Start Source records

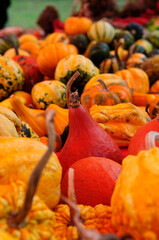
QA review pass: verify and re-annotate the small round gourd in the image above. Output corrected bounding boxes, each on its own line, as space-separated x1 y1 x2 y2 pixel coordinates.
87 20 115 43
0 56 24 101
31 80 66 109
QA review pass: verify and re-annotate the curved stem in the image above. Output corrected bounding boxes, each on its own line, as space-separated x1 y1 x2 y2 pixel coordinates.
8 110 56 228
97 78 109 92
145 131 159 150
114 40 124 70
66 71 80 108
0 36 19 55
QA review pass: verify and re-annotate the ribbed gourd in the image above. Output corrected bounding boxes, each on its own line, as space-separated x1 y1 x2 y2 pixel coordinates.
55 54 99 94
0 56 24 101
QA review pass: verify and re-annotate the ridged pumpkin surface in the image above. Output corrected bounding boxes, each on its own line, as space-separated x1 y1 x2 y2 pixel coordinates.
111 147 159 240
0 56 24 100
37 42 78 77
55 54 99 93
31 80 66 109
87 20 115 43
0 180 55 240
0 137 62 208
54 204 115 240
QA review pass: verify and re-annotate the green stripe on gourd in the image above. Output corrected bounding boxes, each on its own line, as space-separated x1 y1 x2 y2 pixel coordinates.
87 20 115 43
55 54 100 94
0 56 24 101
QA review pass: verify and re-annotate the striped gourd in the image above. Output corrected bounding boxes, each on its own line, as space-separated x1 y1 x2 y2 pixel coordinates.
55 54 99 94
0 56 24 101
87 20 115 43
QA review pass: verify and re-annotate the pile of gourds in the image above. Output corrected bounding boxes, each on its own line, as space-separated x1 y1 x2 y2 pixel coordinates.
0 14 159 240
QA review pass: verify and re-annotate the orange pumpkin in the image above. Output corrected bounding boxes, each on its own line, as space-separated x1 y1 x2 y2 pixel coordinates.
115 68 150 93
37 42 78 77
81 74 131 109
64 16 92 35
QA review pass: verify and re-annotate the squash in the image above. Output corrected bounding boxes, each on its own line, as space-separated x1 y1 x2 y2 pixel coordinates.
0 56 24 101
0 34 19 55
89 102 150 147
70 34 89 54
81 74 132 110
47 104 69 135
43 32 69 47
0 137 62 208
89 42 110 67
111 145 159 240
31 80 66 109
130 38 153 54
126 53 147 68
64 16 92 35
124 22 144 40
37 42 78 78
140 55 159 86
87 20 115 44
115 68 150 93
114 29 135 49
55 54 99 95
146 30 159 48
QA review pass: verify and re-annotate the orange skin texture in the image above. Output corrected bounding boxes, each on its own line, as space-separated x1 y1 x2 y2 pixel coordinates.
64 16 92 35
37 42 78 77
61 157 121 206
0 137 62 208
111 147 159 240
115 68 150 93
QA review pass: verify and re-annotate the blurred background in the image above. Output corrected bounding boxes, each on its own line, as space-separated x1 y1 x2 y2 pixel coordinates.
4 0 126 28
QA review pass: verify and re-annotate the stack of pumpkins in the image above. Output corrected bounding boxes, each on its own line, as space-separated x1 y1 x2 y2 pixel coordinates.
0 14 159 240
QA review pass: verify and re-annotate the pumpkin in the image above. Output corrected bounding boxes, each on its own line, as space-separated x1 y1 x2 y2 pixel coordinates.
58 71 122 176
81 74 131 110
55 54 99 95
114 29 135 49
0 137 62 208
128 115 159 155
31 80 66 109
47 104 69 135
0 56 24 101
0 34 19 55
54 204 115 240
10 96 47 137
130 38 153 54
64 16 92 35
146 30 159 48
61 156 121 207
13 55 44 93
3 48 30 59
89 42 110 67
126 53 147 68
37 42 78 77
0 112 55 240
140 55 159 86
19 33 38 45
89 102 150 147
43 32 69 47
87 20 115 43
20 41 40 58
70 34 89 54
115 68 150 93
111 144 159 240
99 55 120 73
124 22 144 40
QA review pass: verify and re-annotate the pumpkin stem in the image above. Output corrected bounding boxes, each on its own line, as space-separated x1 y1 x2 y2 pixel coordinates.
8 110 56 228
114 40 124 70
66 71 80 108
145 131 159 150
97 78 109 92
0 36 19 55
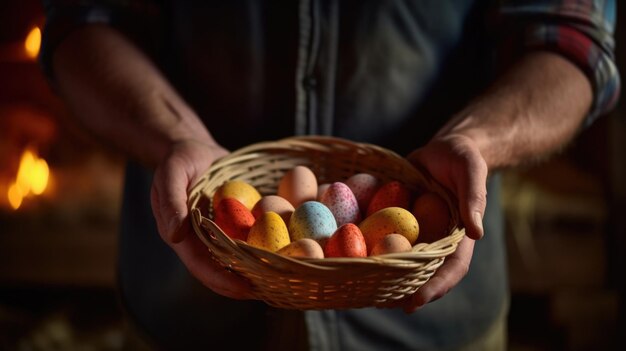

End Source records

Aim of the task — Copy every one of the records above verbatim, omitting the pictures.

Answer in full —
QA review pass: verify and re-annotate the small round gourd in the image above. Output corrected bounding boxes, each on its own line, as space-separated x1 y1 x2 y2 pixel coordinates.
87 20 115 43
0 56 24 101
31 80 66 109
QA review pass: verify and re-annotate the curved stem in the image above. Output corrected bounding boxes, each on its own line, as space-separated x1 y1 x2 y2 pixel coordinates.
8 110 56 228
97 78 109 92
145 131 159 150
114 40 124 70
66 71 80 108
0 36 19 55
QA review pass: verify and re-annotate the ribbed gourd in the image above. Output corrected bounding boxes, each on its own line, as space-separated x1 y1 x2 y2 pixel coordinates.
55 54 99 94
0 56 24 101
QA review pass: verify and re-annotate the ridged pumpkin surface in the image above. Output corrected bounding boxes, each on its own line, as space-separated x1 y1 x2 y2 pixel coordinates.
111 147 159 240
0 56 24 100
37 42 78 77
55 54 99 93
31 80 66 109
87 20 115 43
0 180 55 240
0 137 62 208
54 204 115 240
QA review pass: verify and re-annotate the green stripe on gourd in the image above. Output corrected bounding boxes, each on its own line, as space-separated x1 y1 x2 y2 pixel coordinates.
87 20 115 43
55 54 100 94
0 56 24 101
QA review pass: verify and re-annotate the striped gourd in the image above. Output corrected bounding boxes, each on its own line, as space-separated x1 y1 x2 y2 pixel coordinates.
55 54 99 94
0 56 24 101
87 20 115 43
QA review pass: verify and re-annotate the pile of gourds in the image above. Output corrected bounding boxes, each on its own line, as space-separated x1 y1 x2 y2 pixel coordinates.
0 14 159 240
QA review pass: verify and re-annotate the orange pumpkin in the image above. Output corrected bounding boxes, each on its own line, as space-separated x1 y1 x2 y2 pixel coordinates.
115 68 150 93
37 42 78 77
81 74 131 109
64 16 92 35
QA review pass: verify and re-annotate the squash in the image above. Output corrected bounding boxes, each on its own line, as space-separated x1 y1 x2 y2 pixel coordinates.
0 56 24 101
0 34 19 55
89 102 150 147
70 34 89 54
81 74 132 110
47 104 69 135
43 32 69 47
0 137 62 208
89 42 110 67
111 145 159 240
31 80 66 109
130 38 153 54
126 53 147 68
64 16 92 35
124 22 144 40
37 42 78 78
140 55 159 86
87 20 115 44
115 68 150 93
114 29 135 49
55 54 99 95
146 30 159 48
QA review pass: verify and re-annotate the orange skin texture in the image above. Output corrected bounding boxes, each on its own line, as space-separated x1 y1 x2 y2 pixel coordinates.
64 16 92 35
37 42 78 77
61 157 121 206
0 137 62 208
111 147 159 240
115 68 150 93
QA review pass: verify and re-annotate the blurred background in the image above. Output corrected bounding boxes, each on its own line, as space-separated x1 y1 x2 y2 pixel coordinates.
4 0 126 28
QA review pass: verify and re-annotate the stack of pumpkins in the image above. Output corrected bounding boxes, each on its own line, as space-separated x1 y1 x2 y2 pixel coordinates.
0 14 159 240
QA review pass: verify and re-annotate the pumpkin in the image above. Output corrected bounding boxes, each on its own line, as space-separated x1 y1 x2 y2 pixel coordinates.
58 71 122 176
81 74 131 110
55 54 99 95
114 29 135 49
0 137 62 208
128 115 159 155
31 80 66 109
47 104 69 135
0 56 24 101
0 34 19 55
54 204 115 240
10 96 47 137
130 38 153 54
64 16 92 35
146 30 159 48
61 156 121 207
13 55 44 93
3 48 30 59
89 42 110 67
126 53 147 68
37 42 78 77
0 112 55 240
140 55 159 86
19 33 38 45
89 102 150 147
43 32 69 47
87 20 115 43
20 41 40 58
70 34 89 54
115 68 150 93
111 144 159 240
99 55 120 73
124 22 144 40
QA review pass: verify and re-annotate the pumpkin stem in the image above. Output corrected bounding boxes, each on its own line, as space-separated x1 y1 x2 y2 pixel coordinates.
8 110 56 228
114 40 124 70
66 71 80 108
145 131 159 150
97 78 109 92
0 36 19 55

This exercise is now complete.